**Selected extract**
■ ■ ■ ■ ■ ■ ■

Jun 21, 2007

Michigan woman with DS killed in apparent murder-suicide

Glee Bengel and her 24-year-old daughter April were found dead of shotgun wounds at their Lansing-area home this week, and police say they suspect the mother killed her daughter and then herself. Glee Bengel left a note saying that her colon cancer had returned and she feared that April would not be cared for in the event of her death.

A news report described April as a "delightful" young woman who operated the cash register in a local training program and was working on living independently. Links here and here. John Schneider, writing in the Lansing State Journal, extends his sympathy to the mother, writing that murder-suicide in such a case is not unprecedented. His words:

"... I don't know what other alternatives Glee Bengel had - for herself, or her daughter. But the world, minus the sheltering arms of a loving parent, can be a harsh place for people who depend completely on the selflessness and forbearance of other human beings. That's why we sometimes read about parents who just aren't willing to send their children to that place."

Sigh. Am I reading what I think I'm reading? The columnist finds it understandable for this mother to kill her daughter because her daughter had Down syndrome? That this case is a tragedy is not in question. But the tragedy was not that the daughter had a disability. (In fact, it sounds as though she was pretty capable.) The tragedy here was that her mother was not willing or able to seek the help that her daughter may have needed to maintain a secure and satisfying adult life in her mother's absence.

■ ■ ■ ■ ■ ■ ■

**Data records**

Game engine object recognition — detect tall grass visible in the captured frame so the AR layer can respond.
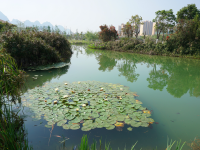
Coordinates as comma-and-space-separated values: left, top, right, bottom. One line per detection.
78, 135, 185, 150
0, 101, 32, 150
0, 40, 32, 150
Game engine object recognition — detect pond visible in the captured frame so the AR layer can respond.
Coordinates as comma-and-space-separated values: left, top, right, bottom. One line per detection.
13, 45, 200, 150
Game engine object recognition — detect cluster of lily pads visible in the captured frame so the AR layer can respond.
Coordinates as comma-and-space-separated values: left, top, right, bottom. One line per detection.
27, 62, 70, 71
21, 81, 154, 131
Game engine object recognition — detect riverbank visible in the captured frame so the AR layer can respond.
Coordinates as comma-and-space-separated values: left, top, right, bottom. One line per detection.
69, 40, 93, 44
88, 38, 200, 59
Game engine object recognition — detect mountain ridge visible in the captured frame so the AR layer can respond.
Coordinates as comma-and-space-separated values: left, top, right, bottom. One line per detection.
0, 11, 72, 34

■ ■ ■ ■ ■ ■ ■

**Work instruction**
Resume the commentary on the Bengel murder-suicide, continuing from its final sentence.

**Result below**
My hope, for this columnist and for the rest of us, would be that a case like this would provide an opportunity to examine the services that are available for families of people with disabilities, and to make reasoned recommendations about what improvements are needed. Instead, we find a writer who implicitly excuses this young woman's killing because he sees death (by shotgun blast) as preferable to a life in which she must depend on people other than her mother.


Attitudes like the ones expressed here serve only to extend unwarranted public stigma against people with disabilities, and to excuse society of the responsibility of caring for its more vulnerable members. If we aren't providing adequate support for individuals and their families, then let's be more forceful in advocating for needed changes in the memory of April Bengel. She deserves nothing less.